_INFORMATION SHOWN_:
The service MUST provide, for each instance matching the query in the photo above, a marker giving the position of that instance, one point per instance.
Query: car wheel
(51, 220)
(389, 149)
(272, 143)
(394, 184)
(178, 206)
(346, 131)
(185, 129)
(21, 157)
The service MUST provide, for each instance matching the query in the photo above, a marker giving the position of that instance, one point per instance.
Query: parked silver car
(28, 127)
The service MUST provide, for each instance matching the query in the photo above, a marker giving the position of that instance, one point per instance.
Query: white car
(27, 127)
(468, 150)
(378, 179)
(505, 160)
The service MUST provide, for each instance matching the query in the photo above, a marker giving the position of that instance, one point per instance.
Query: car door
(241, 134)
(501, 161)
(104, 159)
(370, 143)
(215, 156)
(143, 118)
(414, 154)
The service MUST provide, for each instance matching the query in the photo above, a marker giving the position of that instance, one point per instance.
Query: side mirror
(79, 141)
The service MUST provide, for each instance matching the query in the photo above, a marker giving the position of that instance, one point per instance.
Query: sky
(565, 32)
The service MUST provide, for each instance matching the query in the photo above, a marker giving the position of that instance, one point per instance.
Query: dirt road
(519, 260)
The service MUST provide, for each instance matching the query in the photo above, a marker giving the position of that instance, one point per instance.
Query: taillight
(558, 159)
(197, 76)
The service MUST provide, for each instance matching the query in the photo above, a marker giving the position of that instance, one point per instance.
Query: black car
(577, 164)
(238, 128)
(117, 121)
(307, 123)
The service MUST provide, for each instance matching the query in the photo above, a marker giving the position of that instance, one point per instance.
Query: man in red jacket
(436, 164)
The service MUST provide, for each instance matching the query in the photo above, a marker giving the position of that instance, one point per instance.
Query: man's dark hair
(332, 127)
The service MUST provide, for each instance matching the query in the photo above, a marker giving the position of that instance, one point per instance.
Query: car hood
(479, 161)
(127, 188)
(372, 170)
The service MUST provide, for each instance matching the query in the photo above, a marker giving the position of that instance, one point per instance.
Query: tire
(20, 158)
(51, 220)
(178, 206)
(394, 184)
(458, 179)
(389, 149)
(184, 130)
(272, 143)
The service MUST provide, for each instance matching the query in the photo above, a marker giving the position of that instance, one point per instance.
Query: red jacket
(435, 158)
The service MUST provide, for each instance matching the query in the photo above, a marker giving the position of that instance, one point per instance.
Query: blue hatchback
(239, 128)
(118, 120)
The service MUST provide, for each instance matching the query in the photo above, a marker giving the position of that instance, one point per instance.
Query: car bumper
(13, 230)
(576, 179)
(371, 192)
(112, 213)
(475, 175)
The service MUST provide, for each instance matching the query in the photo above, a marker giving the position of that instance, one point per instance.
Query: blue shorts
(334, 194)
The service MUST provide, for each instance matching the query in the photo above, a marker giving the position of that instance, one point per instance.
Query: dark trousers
==
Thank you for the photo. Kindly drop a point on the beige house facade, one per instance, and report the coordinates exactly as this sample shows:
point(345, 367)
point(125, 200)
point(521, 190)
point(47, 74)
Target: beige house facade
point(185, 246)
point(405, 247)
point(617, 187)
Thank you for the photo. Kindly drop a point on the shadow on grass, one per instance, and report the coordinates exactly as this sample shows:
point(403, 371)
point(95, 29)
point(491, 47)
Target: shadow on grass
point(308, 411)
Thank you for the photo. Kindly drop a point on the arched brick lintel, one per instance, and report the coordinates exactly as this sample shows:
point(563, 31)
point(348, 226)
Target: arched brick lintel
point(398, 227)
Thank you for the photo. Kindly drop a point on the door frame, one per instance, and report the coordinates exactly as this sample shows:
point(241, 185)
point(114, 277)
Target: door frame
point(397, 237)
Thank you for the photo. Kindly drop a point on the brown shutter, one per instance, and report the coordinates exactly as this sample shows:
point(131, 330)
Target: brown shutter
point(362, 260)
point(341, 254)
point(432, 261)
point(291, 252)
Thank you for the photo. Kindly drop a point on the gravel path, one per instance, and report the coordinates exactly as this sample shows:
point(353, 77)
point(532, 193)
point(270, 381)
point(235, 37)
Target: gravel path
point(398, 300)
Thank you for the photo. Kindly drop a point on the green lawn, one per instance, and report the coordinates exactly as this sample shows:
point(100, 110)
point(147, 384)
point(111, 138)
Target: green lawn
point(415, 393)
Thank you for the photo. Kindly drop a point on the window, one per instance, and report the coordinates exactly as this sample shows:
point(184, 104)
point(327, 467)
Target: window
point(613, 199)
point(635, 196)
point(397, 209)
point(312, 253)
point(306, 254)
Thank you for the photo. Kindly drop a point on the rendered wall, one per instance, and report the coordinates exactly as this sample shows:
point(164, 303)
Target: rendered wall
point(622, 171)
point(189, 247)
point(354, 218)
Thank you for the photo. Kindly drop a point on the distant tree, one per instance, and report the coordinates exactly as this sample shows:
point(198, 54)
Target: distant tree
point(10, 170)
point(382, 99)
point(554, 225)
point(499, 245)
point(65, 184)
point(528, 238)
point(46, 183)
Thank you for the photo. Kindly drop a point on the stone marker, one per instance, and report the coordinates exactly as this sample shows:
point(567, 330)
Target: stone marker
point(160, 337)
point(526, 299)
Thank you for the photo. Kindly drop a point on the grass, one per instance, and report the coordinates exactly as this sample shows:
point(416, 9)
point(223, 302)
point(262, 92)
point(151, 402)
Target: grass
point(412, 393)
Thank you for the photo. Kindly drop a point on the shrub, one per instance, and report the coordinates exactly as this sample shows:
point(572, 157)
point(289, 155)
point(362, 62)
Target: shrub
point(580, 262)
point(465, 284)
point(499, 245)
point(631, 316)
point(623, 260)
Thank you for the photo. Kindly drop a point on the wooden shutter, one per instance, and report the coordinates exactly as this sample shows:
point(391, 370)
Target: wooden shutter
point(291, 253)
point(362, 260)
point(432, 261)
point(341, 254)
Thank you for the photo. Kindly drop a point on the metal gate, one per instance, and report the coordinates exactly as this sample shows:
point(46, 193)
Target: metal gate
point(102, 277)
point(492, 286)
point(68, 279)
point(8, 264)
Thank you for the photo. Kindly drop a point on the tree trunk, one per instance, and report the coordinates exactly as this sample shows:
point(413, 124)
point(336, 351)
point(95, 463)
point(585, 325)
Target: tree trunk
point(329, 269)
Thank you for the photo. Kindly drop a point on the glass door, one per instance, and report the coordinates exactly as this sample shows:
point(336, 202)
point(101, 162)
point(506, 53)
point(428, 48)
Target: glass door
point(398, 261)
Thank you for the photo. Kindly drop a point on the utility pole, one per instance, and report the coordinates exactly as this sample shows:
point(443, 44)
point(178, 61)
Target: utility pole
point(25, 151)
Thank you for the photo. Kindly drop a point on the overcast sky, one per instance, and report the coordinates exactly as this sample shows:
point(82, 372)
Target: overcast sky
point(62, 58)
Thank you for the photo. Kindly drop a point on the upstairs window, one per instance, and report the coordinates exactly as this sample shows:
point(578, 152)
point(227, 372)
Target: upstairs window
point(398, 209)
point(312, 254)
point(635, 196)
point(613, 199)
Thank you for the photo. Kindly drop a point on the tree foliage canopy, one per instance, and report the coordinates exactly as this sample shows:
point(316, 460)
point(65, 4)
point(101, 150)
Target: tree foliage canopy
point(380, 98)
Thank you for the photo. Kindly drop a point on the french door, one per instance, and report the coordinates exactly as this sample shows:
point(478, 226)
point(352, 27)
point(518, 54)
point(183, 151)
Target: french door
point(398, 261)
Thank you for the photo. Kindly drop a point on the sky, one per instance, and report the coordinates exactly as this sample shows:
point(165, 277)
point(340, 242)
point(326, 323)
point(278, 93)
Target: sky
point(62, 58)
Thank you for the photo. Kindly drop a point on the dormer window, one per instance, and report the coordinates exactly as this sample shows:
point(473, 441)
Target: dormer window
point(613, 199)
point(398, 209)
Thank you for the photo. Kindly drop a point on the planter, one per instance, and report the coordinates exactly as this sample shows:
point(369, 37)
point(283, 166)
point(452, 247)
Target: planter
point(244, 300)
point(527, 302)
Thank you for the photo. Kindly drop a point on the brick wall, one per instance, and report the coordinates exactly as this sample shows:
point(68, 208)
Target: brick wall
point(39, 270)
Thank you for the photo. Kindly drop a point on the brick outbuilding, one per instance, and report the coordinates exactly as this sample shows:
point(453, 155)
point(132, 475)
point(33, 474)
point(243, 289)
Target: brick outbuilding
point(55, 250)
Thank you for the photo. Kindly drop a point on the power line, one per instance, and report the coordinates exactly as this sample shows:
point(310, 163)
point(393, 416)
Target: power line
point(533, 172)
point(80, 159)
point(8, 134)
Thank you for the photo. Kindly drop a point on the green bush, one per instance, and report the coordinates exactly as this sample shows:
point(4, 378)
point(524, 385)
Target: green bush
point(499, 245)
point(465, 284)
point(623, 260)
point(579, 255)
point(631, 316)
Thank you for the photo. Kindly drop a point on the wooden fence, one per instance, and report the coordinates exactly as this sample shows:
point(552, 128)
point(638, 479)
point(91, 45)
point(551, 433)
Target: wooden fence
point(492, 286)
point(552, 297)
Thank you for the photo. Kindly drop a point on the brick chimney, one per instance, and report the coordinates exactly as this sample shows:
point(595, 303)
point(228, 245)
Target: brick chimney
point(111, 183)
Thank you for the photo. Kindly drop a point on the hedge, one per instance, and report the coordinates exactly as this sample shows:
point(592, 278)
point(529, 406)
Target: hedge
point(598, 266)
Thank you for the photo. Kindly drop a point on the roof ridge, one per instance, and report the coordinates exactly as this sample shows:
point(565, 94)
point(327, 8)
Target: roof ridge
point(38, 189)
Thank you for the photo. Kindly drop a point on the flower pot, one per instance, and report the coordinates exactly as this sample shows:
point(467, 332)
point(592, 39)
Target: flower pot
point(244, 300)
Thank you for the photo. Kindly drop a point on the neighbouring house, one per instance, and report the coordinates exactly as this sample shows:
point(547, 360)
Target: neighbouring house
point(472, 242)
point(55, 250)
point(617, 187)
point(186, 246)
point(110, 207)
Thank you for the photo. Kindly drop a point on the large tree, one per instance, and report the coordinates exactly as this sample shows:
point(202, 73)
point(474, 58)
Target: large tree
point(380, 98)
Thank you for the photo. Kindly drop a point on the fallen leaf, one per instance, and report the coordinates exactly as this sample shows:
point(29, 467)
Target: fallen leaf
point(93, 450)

_WHAT THE TASK ASKS_: Beginning at the line with "point(316, 460)" and stopping after the line with "point(278, 93)", please write out every line of the data above exactly and nothing else.

_ANSWER BOX_:
point(316, 460)
point(65, 4)
point(101, 150)
Target: tree foliage canopy
point(380, 98)
Thank you for the photo. Kindly drop a point on the french door, one per instance, and report the coordinates exactly as this sample shows:
point(478, 226)
point(352, 27)
point(518, 54)
point(183, 151)
Target: french door
point(398, 261)
Thank you for the photo. Kindly drop a point on the sky, one per instance, and report the coordinates exactly as this sample shows:
point(165, 277)
point(340, 242)
point(326, 323)
point(278, 93)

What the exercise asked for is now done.